→ **What to do**: Reproduce verbatim only the lines from the one containing "the blue sky." through the last line below, both included.

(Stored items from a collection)
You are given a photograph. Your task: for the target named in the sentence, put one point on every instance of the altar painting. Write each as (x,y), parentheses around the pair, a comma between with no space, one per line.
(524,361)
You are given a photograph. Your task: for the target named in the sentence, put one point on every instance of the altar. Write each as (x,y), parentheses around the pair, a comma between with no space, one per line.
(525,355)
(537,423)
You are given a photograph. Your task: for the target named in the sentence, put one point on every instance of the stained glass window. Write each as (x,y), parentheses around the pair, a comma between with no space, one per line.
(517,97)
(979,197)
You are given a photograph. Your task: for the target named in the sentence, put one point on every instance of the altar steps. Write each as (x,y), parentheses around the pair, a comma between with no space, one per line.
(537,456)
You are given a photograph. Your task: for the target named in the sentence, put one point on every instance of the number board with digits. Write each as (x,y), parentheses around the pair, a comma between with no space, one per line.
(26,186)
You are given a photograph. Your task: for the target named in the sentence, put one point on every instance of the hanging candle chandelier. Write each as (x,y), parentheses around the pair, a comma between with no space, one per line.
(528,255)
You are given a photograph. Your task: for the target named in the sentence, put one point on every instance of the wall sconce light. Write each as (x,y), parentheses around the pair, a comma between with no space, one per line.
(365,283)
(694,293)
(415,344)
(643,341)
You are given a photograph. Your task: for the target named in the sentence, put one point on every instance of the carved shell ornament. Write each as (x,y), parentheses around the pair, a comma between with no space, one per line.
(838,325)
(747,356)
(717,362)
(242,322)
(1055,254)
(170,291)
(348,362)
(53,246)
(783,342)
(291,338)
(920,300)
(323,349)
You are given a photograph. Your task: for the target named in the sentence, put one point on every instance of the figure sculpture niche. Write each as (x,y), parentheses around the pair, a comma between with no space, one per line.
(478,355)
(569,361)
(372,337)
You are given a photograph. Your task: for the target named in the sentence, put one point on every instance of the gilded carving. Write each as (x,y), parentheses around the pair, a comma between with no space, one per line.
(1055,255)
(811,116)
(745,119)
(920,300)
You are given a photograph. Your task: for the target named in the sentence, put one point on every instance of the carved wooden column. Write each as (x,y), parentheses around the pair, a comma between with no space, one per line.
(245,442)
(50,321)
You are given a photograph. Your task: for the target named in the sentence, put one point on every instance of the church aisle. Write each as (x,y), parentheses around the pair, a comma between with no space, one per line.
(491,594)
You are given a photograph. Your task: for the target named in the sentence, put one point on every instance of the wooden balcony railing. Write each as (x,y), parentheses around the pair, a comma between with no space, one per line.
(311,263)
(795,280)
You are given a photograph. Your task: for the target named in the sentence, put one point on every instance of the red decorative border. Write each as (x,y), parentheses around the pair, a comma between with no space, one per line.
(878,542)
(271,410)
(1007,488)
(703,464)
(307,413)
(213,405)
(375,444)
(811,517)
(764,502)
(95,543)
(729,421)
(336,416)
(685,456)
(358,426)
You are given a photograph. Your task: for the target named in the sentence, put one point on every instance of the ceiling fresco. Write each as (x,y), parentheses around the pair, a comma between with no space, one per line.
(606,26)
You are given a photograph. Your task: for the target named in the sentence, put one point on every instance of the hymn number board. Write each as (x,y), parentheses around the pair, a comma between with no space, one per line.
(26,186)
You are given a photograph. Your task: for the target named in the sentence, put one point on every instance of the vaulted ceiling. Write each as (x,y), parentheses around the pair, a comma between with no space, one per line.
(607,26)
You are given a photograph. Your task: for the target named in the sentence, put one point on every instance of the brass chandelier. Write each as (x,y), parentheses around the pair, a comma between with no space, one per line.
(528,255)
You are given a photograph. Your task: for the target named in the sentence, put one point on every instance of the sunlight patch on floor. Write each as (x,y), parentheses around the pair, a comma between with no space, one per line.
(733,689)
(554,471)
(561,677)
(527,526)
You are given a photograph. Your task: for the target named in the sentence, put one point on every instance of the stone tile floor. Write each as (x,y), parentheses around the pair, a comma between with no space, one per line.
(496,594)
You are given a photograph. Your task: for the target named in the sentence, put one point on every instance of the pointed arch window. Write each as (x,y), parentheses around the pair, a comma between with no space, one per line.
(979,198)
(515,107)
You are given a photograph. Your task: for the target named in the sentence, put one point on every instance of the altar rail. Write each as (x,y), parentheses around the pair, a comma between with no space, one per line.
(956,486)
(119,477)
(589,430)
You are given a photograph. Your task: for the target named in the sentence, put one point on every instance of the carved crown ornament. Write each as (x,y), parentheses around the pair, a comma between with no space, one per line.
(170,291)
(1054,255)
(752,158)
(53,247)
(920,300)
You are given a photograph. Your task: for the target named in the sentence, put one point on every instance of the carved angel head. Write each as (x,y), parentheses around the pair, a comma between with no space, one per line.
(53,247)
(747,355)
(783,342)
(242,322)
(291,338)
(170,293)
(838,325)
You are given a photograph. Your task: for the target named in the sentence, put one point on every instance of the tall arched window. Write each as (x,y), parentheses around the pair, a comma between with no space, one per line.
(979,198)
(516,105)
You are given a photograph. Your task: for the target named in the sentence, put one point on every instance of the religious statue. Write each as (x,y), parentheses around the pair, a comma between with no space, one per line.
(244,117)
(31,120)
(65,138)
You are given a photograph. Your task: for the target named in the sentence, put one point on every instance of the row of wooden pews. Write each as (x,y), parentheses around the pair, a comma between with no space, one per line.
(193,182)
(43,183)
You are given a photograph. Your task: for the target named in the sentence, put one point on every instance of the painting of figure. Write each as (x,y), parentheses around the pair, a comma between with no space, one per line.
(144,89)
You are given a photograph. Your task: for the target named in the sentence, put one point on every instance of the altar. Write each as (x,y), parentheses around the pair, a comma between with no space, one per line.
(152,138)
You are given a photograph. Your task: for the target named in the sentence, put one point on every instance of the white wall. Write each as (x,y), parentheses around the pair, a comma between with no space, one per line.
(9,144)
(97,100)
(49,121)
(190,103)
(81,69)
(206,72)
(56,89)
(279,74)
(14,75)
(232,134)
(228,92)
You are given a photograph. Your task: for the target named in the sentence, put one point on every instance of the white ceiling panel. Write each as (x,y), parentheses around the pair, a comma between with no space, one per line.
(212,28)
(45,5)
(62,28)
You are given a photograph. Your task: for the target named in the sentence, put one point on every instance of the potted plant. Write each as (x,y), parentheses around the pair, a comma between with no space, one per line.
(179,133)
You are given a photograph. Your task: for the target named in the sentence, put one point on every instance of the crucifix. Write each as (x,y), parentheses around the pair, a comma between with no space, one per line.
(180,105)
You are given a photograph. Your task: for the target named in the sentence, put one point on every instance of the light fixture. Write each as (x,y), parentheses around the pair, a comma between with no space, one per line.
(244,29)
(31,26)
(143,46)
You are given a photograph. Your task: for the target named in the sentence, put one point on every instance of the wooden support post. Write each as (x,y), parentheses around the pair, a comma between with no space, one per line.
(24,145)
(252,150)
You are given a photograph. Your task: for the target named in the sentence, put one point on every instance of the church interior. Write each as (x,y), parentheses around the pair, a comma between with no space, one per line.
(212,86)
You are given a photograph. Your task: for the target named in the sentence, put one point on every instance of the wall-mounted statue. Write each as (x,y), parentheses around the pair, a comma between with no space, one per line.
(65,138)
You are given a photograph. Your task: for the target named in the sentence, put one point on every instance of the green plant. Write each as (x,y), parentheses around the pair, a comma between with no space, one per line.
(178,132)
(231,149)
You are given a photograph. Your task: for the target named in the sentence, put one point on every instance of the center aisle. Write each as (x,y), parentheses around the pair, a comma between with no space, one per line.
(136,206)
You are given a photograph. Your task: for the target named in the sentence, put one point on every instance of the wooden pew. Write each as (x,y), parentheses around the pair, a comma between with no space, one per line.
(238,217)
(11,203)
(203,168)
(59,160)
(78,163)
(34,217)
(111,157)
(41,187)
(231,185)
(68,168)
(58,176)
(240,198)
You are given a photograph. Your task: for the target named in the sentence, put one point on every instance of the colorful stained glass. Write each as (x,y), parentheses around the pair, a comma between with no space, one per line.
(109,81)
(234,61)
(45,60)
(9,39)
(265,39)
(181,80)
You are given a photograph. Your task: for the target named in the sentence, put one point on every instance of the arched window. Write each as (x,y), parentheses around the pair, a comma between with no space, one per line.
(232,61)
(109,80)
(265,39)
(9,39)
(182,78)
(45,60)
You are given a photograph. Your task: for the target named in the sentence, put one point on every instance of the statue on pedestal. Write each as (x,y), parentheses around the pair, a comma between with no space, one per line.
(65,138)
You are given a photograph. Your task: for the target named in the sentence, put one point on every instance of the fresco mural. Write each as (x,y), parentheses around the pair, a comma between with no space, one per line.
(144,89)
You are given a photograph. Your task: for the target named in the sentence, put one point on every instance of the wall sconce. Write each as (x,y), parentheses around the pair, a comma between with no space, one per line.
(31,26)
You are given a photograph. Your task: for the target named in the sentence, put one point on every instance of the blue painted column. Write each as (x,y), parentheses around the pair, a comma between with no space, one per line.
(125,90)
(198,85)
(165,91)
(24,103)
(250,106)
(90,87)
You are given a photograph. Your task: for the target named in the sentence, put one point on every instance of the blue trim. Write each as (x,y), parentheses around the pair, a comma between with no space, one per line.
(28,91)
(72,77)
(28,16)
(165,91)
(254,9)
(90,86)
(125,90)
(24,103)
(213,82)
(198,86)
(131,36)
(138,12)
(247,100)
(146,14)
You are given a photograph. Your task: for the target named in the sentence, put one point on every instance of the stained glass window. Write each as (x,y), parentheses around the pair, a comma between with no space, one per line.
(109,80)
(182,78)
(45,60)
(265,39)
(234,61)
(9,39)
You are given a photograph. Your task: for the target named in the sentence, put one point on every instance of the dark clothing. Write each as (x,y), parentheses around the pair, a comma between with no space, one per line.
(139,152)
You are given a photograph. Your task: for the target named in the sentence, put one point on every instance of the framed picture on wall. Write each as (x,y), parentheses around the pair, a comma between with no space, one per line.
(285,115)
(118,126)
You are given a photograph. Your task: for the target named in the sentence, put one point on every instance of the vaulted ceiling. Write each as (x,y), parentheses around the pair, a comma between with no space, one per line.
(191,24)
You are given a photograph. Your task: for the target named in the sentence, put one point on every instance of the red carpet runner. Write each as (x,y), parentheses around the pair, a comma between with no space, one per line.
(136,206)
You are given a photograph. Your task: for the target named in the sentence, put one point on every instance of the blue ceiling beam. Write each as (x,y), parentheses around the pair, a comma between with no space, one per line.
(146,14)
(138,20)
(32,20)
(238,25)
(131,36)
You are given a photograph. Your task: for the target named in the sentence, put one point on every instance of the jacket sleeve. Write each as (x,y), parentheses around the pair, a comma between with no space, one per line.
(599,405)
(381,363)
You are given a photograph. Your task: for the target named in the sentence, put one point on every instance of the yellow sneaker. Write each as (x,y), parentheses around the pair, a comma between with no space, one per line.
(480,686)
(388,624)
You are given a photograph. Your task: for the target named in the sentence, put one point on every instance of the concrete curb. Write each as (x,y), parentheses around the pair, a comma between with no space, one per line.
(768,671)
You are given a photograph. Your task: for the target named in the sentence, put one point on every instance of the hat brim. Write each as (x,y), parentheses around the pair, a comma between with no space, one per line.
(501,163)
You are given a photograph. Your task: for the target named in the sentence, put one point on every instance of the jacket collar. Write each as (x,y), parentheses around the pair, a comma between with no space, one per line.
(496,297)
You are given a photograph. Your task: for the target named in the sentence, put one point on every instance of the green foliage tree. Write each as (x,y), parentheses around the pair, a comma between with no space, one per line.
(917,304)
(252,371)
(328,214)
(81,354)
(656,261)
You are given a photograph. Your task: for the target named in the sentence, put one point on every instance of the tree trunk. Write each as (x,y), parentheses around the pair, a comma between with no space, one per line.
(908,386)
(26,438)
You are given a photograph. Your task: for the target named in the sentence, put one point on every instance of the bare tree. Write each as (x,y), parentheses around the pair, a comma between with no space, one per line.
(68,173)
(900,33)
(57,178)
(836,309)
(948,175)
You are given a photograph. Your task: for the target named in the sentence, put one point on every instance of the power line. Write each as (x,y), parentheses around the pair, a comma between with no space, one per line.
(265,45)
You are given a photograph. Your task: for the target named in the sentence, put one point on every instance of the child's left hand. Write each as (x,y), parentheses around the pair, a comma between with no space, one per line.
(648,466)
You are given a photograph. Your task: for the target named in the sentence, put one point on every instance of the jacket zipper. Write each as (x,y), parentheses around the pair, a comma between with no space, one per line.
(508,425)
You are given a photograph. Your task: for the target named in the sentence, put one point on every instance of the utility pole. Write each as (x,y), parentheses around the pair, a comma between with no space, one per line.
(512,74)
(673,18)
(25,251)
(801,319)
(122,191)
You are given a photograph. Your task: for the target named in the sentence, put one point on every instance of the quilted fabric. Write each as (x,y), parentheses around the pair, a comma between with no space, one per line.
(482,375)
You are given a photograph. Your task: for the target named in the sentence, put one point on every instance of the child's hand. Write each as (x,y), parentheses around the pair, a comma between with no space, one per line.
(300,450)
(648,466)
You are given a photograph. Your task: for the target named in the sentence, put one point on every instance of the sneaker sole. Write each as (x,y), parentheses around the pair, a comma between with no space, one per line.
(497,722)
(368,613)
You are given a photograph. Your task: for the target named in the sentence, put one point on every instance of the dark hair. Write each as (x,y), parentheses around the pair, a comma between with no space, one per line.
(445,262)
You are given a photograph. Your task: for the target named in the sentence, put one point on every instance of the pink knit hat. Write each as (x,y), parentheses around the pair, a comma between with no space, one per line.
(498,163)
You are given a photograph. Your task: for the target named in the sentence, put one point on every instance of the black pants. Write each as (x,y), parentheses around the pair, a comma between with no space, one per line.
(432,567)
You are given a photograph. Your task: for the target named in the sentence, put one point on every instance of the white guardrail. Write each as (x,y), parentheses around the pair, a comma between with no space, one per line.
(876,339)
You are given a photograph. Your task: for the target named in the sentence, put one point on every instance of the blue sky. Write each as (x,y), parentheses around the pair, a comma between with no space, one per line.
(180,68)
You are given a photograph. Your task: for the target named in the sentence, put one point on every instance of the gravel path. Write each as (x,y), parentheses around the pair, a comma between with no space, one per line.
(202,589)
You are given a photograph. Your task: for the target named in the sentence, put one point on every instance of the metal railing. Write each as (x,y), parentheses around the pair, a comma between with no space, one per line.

→ **Task response**:
You are given a photograph. Your task: for the target named in the sentence, put one point on every instance of the blue sky. Write each as (x,y), parentheses around the pair, a comma between with no space, one per line.
(180,68)
You are given a photograph. Your task: for the target named in the sentence, put one point on every instance of the gravel path. Write each as (x,y), parentheses around the pair, a comma between with no space, one per line.
(202,589)
You are given a photograph. Your task: for the target named in the sentence, put one point on every instance of the metal railing. Write each as (x,y), parentheses around the pair, a comma between with no space, one per line.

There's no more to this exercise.